# [Extract]
For Immediate Release Contact: Brian Stephens (512) 320-0222
September 12, 2012
New Texas Poverty and Uninsured Numbers Make the Path Forward Clear
Work to reduce poverty and the number of uninsured must continue
AUSTIN, Texas —The Center for Public Policy Priorities is one of four organizations leading the Texas Well and Healthy campaign, along with the Children’s Defense Fund – Texas, Engage Texas and Texans Care for Children. The center’s policy analysts studied data released by the Census Bureau’s Current Population Survey and released the following statement:
We are encouraged by the Census Bureau’s preliminary report that more Texans have the security of health insurance coverage. The data show the overall uninsured rate slightly improved thanks to the Affordable Care Act. . . .
While the rate did decrease, nearly one in four Texans went without health care coverage, still the highest uninsured rate in the nation. Texas now has the second worst uninsured rate for children behind Nevada. The data also show that the overall rate of uninsured Texans decreased from 24.6 percent in 2010 to 23.8 percent in 2011. This improvement is largely the result of the Affordable Care Act provision that allows young adults to remain on their parents’ private health insurance and the important role Medicaid and CHIP play in the lives of Texas children.

# [What to work on]
a - Could you repeat the press release on Texas uninsured numbers from "For Immediate Release" to "Care Act. . . ."?
b - Can you condense the press release paragraph that begins "While the rate did decrease" into a short list that keeps its main facts?
Rely only on the press release when working with the records.

# [Information supplied]
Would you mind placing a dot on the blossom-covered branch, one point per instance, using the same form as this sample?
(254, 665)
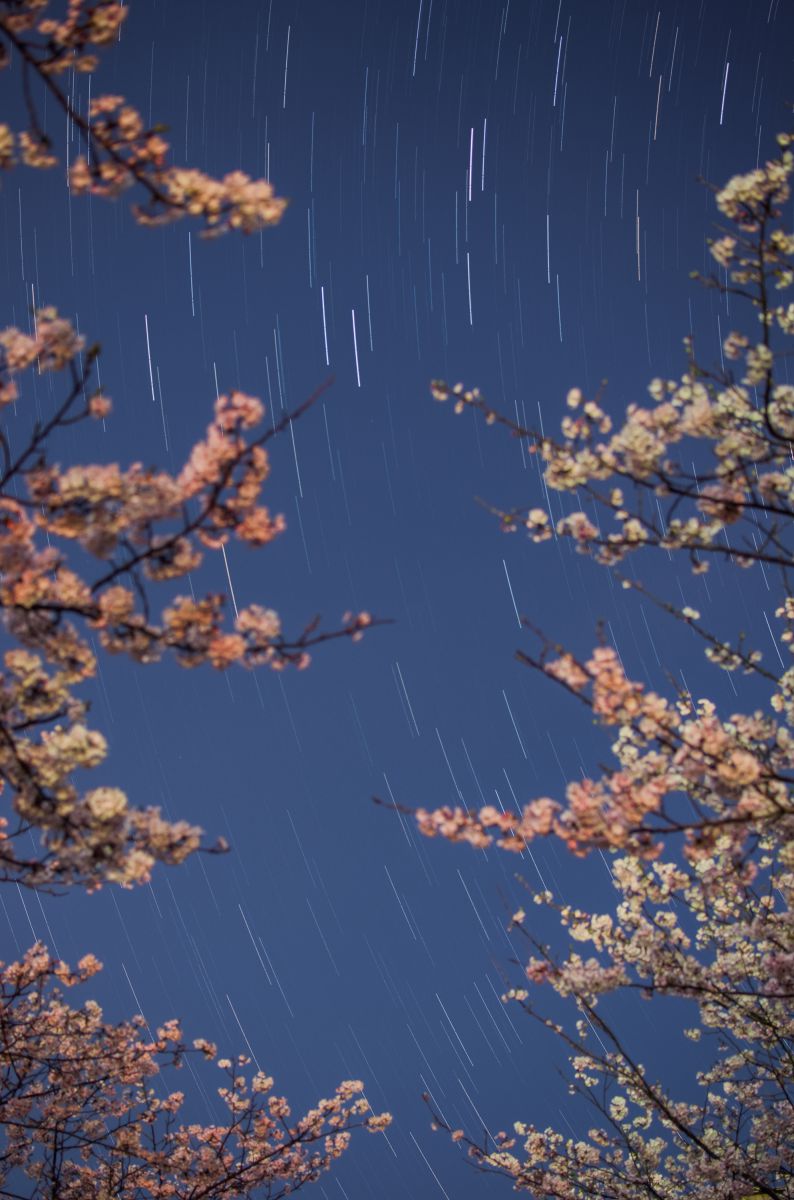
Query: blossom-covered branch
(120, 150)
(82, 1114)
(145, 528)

# [Response list]
a -
For Immediate Release Contact: Brian Stephens (512) 320-0222
September 12, 2012
New Texas Poverty and Uninsured Numbers Make the Path Forward Clear
Work to reduce poverty and the number of uninsured must continue
AUSTIN, Texas —The Center for Public Policy Priorities is one of four organizations leading the Texas Well and Healthy campaign, along with the Children’s Defense Fund – Texas, Engage Texas and Texans Care for Children. The center’s policy analysts studied data released by the Census Bureau’s Current Population Survey and released the following statement:
We are encouraged by the Census Bureau’s preliminary report that more Texans have the security of health insurance coverage. The data show the overall uninsured rate slightly improved thanks to the Affordable Care Act. . . .

b -
- Nearly one in four Texans went without health care coverage, still the highest uninsured rate in the nation.
- Texas has the second worst uninsured rate for children, behind Nevada.
- The overall uninsured rate in Texas fell from 24.6 percent in 2010 to 23.8 percent in 2011.
- The improvement came largely from the Affordable Care Act provision letting young adults stay on their parents' private health insurance, and from the role of Medicaid and CHIP for Texas children.